Exercise brief: Count the lines of the records below that contain the string "bowl". Reply with the number alone.

[Begin Dataset excerpts]

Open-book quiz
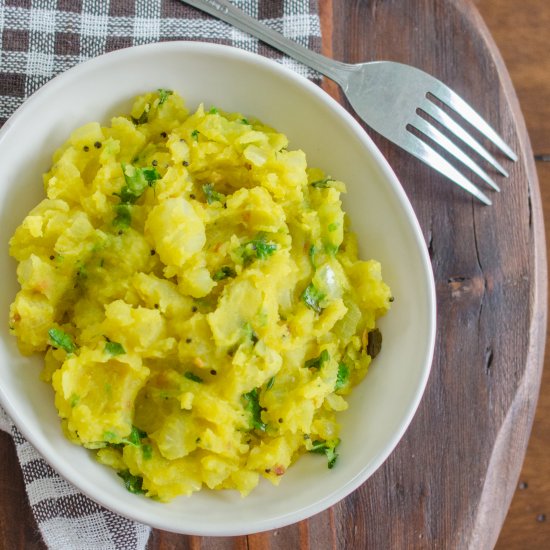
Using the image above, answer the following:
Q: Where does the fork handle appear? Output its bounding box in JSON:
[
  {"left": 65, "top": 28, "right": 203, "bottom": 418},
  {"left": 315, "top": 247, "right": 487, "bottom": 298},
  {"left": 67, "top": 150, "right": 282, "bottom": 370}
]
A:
[{"left": 182, "top": 0, "right": 349, "bottom": 86}]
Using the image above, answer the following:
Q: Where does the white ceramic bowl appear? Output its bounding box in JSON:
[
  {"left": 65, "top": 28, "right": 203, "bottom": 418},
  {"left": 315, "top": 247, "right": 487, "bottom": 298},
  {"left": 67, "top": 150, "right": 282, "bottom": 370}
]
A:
[{"left": 0, "top": 42, "right": 435, "bottom": 535}]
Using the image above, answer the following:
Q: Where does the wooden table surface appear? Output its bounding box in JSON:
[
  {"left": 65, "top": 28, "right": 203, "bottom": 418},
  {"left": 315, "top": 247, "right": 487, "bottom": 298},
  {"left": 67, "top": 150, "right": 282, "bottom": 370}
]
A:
[{"left": 0, "top": 0, "right": 550, "bottom": 550}]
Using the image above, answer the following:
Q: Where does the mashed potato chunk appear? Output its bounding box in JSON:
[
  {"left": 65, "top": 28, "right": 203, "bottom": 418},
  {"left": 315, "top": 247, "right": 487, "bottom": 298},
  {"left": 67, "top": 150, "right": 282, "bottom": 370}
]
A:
[{"left": 6, "top": 90, "right": 392, "bottom": 501}]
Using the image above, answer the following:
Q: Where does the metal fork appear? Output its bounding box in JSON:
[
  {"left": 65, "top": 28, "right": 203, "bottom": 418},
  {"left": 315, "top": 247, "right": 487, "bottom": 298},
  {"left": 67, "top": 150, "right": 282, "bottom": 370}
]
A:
[{"left": 182, "top": 0, "right": 517, "bottom": 205}]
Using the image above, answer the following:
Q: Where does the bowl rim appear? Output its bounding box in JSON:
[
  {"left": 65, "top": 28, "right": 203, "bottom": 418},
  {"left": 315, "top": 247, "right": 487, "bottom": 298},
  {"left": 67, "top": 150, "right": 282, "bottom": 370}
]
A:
[{"left": 0, "top": 41, "right": 436, "bottom": 536}]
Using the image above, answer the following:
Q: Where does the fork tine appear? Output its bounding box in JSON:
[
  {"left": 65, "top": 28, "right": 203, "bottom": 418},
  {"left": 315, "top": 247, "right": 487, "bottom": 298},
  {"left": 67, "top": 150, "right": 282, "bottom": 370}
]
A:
[
  {"left": 420, "top": 99, "right": 509, "bottom": 178},
  {"left": 411, "top": 115, "right": 500, "bottom": 191},
  {"left": 430, "top": 81, "right": 518, "bottom": 162},
  {"left": 399, "top": 132, "right": 493, "bottom": 206}
]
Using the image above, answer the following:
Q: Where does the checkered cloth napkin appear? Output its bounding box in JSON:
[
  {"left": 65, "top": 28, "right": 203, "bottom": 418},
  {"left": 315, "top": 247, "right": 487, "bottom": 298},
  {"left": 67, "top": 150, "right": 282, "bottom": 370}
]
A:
[{"left": 0, "top": 0, "right": 321, "bottom": 550}]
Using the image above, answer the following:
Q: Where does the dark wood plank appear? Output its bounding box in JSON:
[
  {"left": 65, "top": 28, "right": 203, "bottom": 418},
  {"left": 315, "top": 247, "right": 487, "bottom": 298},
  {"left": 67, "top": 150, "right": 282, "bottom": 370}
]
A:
[
  {"left": 326, "top": 0, "right": 546, "bottom": 548},
  {"left": 477, "top": 0, "right": 550, "bottom": 550},
  {"left": 0, "top": 0, "right": 550, "bottom": 550}
]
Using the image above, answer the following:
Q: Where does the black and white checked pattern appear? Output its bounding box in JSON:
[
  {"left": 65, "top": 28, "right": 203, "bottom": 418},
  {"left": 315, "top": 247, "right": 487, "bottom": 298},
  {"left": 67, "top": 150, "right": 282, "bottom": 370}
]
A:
[
  {"left": 0, "top": 0, "right": 321, "bottom": 126},
  {"left": 0, "top": 0, "right": 321, "bottom": 550}
]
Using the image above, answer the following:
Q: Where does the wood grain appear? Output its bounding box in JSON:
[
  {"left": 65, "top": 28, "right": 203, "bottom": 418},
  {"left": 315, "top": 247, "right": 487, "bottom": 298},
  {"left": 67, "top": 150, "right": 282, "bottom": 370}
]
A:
[{"left": 0, "top": 0, "right": 550, "bottom": 550}]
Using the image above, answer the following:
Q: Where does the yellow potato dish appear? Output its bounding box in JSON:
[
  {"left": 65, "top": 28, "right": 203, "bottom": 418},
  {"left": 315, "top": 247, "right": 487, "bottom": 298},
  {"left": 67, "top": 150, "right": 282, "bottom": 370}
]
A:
[{"left": 10, "top": 90, "right": 392, "bottom": 501}]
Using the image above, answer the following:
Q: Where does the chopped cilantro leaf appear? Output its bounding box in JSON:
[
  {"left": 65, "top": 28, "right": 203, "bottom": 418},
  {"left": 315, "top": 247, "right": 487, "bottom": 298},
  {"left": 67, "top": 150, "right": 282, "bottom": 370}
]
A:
[
  {"left": 157, "top": 88, "right": 174, "bottom": 107},
  {"left": 301, "top": 283, "right": 326, "bottom": 313},
  {"left": 113, "top": 204, "right": 132, "bottom": 229},
  {"left": 117, "top": 470, "right": 145, "bottom": 495},
  {"left": 118, "top": 163, "right": 160, "bottom": 204},
  {"left": 334, "top": 363, "right": 349, "bottom": 391},
  {"left": 367, "top": 328, "right": 382, "bottom": 359},
  {"left": 183, "top": 371, "right": 204, "bottom": 384},
  {"left": 132, "top": 109, "right": 150, "bottom": 126},
  {"left": 105, "top": 342, "right": 126, "bottom": 355},
  {"left": 243, "top": 388, "right": 267, "bottom": 432},
  {"left": 239, "top": 232, "right": 277, "bottom": 264},
  {"left": 212, "top": 265, "right": 237, "bottom": 281},
  {"left": 304, "top": 349, "right": 330, "bottom": 370},
  {"left": 309, "top": 439, "right": 340, "bottom": 470},
  {"left": 311, "top": 178, "right": 334, "bottom": 189},
  {"left": 48, "top": 328, "right": 76, "bottom": 353},
  {"left": 308, "top": 244, "right": 317, "bottom": 267},
  {"left": 202, "top": 183, "right": 225, "bottom": 204}
]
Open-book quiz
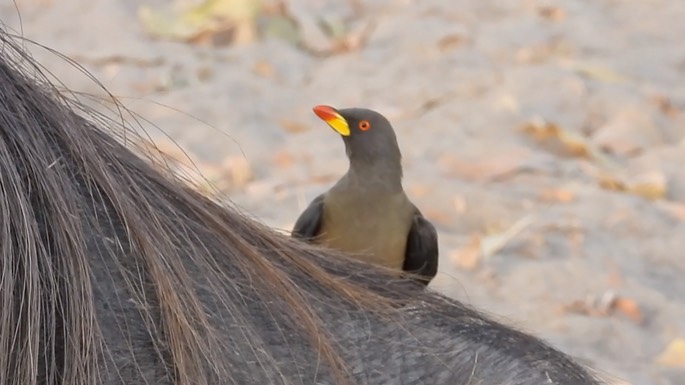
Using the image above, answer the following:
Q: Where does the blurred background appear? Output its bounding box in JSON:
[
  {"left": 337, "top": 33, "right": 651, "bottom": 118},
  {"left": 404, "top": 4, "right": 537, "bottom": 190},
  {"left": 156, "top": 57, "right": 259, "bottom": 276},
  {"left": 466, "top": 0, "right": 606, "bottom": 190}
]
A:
[{"left": 0, "top": 0, "right": 685, "bottom": 385}]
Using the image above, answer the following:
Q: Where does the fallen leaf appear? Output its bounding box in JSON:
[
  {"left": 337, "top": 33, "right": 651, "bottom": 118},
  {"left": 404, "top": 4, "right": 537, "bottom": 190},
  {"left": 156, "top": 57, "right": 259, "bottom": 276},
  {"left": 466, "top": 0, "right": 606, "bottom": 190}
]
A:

[End Dataset excerpts]

The completed task: 2